Selected excerpt:
* begin *

[PR] Fix Interconnect High Retry [cloudberry]

via GitHub Sun, 21 Sep 2025 19:52:31 -0700


oracleloyall opened a new pull request, #1365:
URL: https://github.com/apache/cloudberry/pull/1365


   The primary goal is to address various issues currently encountered during 
concurrent processes,
   such as excessive motion retries, congestion, retransmission storms, and 
network skew.
   The code addresses inefficient network retransmission handling in unreliable 
network environments. Specifically:
   
   Fixed Timeout Thresholds: Traditional TCP-style Retransmission Timeout 
(RTTVAR.RTO) calculations may be too rigid for networks with volatile latency 
(e.g., satellite links, wireless networks). This leads to: • Premature 
Retransmissions: Unnecessary data resends during temporary latency spikes, 
wasting bandwidth.
   • Delayed Recovery: Slow reaction to actual packet loss when RTO is overly 
conservative.
   
   Lack of Context Awareness: Static RTO ignores real-time network behavior 
patterns, reducing throughput and responsiveness.
   
   Solution: Dynamic Timeout Threshold Adjustment
   Implements an adaptive timeout mechanism to optimize retransmission: if (now 
< (curBuf->sentTime + conn->rttvar.rto)) { uint32_t diff = (curBuf->sentTime + 
conn->rttvar.rto) - now; // ... (statistical tracking and threshold adjustment) 
}
   
   Key Components:
   • Statistical Tracking:
   \- min/max: Tracks observed minimum/maximum residual time (time left until 
RTO expiry).
   \- retrans_count/no_retrans_count: Counts retransmission vs. 
non-retransmission events.
   
   • Weighted Threshold Calculation:
   unack_queue_ring.time_difference = (uint32_t)(
   unack_queue_ring.max * weight_no_retrans +
   unack_queue_ring.min * weight_retrans
   );
   Weights derived from historical ratios of retransmissions (weight_retrans) 
vs. successful deliveries (weight_no_retrans).
   
   How It Solves the Problem:
   • Temporary Latency Spike: Uses max (conservative) to avoid false 
retransmits, reducing bandwidth waste (vs. traditional mistaken 
retransmissions).
   • Persistent Packet Loss: Prioritizes min (aggressive) via weight_retrans, 
accelerating recovery (vs. slow fixed-RTO reaction). • Stable Network: Balances 
weights for equilibrium throughput (vs. static RTO limitations).
   
   EstimateRTT - Dynamically estimates the Round-Trip Time (RTT) and adjusts 
Retransmission Timeout (RTO)
   
   This function implements a variant of the Jacobson/Karels algorithm for RTT 
estimation, adapted for UDP-based motion control connections. It updates 
smoothed RTT (srtt), mean deviation (mdev), and RTO values based on newly 
measured RTT samples (mrtt). The RTO calculation ensures reliable data 
transmission over unreliable networks.

* end *

Challenges:
1) Retype the passage of the pull request description on interconnect retries starting at "The code addresses" and ending at "throughput and responsiveness.".
2) Extend the pull request description on fixing high interconnect retries, beginning after its final sentence.

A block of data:
* begin *

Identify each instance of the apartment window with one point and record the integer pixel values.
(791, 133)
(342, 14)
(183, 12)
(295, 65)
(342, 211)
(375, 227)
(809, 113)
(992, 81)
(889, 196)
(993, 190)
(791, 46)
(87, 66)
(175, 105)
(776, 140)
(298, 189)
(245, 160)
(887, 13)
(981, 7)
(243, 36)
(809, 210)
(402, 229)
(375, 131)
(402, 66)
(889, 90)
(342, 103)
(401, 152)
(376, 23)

* end *

Exercise results:
1)
The code addresses inefficient network retransmission handling in unreliable 
network environments. Specifically:
   
   Fixed Timeout Thresholds: Traditional TCP-style Retransmission Timeout 
(RTTVAR.RTO) calculations may be too rigid for networks with volatile latency 
(e.g., satellite links, wireless networks). This leads to: • Premature 
Retransmissions: Unnecessary data resends during temporary latency spikes, 
wasting bandwidth.
   • Delayed Recovery: Slow reaction to actual packet loss when RTO is overly 
conservative.
   
   Lack of Context Awareness: Static RTO ignores real-time network behavior 
patterns, reducing throughput and responsiveness.

2)
   
   Key Components:
   
   * srtt:   Smoothed Round-Trip Time (weighted average of historical RTT 
samples)
   * mdev:   Mean Deviation (measure of RTT variability)
   * rttvar: Adaptive RTT variation bound (used to clamp RTO updates)
   * rto:    Retransmission Timeout (dynamically adjusted based on srtt + 
rttvar)
   
   Algorithm Details:
   
   1. For the first RTT sample:
      srtt    = mrtt << 3   (scaled by 8 for fixed-point arithmetic)
      mdev    = mrtt << 1   (scaled by 2)
      rttvar  = max(mdev, rto_min)
   2. For subsequent samples:
      Delta   = mrtt - (srtt >> 3)  (difference between new sample and smoothed 
RTT)
      srtt   += Delta               (update srtt with 1/8 weight of new sample)
      Delta   = abs(Delta) - (mdev >> 2)
      mdev   += Delta               (update mdev with 1/4 weight)
   3. rttvar bounds the maximum RTT variation:
      If mdev > mdev_max, update mdev_max and rttvar
      On new ACKs (snd_una > rtt_seq), decay rttvar toward mdev\_max
   4. Final RTO calculation:
      rto = (srtt >> 3) + rttvar   (clamped to RTO_MAX)
   
   Network Latency Filtering and RTO Optimization
   
   This logic mitigates RTO distortion caused by non-network delays in database 
execution pipelines. Key challenges addressed:
   
   * Operator processing delays (non-I/O wait) inflate observed ACK times
   * Spurious latency amplification in lossy networks triggers excessive 
RTO_MAX waits
   * Congestion collapse from synchronized retransmissions
   
   Core Mechanisms:
   
   1. Valid RTT Sampling Filter: Condition: 4 * (pkt->recv_time - 
pkt->send_time) > ackTime && pkt->retry_times != 
Gp_interconnect_min_retries_before_timeout Rationale:
   
      * Filters packets exceeding 2x expected round-trips (4x one-way)
      * Excludes artificial retries 
(retry_times=Gp_interconnect_min_retries_before_timeout) to avoid sampling bias 
Action: Update RTT estimation only with valid samples via EstimateRTT()
   
   2. Randomized Backoff: Condition: buf->nRetry > 0 Algorithm: rto += (rto >> 
(4 * buf->nRetry)) Benefits:
   
      * Exponential decay: Shifts create geometrically decreasing increments
      * Connection-specific randomization: Prevents global synchronization
      * Dynamic scaling: Adapts to retry depth (nRetry)
   
   3. Timer List Management (NEW_TIMER): Operations: RemoveFromRTOList(&mudp, 
bufConn) → Detaches from monitoring
      AddtoRTOList(\&mudp, bufConn)       → Reinserts with updated rto
      Purpose: Maintains real-time ordering of expiration checks
   
   We conducted multiple full-scale TPCDS benchmarks using both a single 
physical machine with 48 nodes and four physical machines with 96 nodes, 
testing with MTU values of 1500 and 9000. In the single-node environment with 
no network bottlenecks, there were no significant performance differences 
between using MTU 1500 and 9000. In the 96-node environment, under 
single-threaded execution, there were no significant performance differences.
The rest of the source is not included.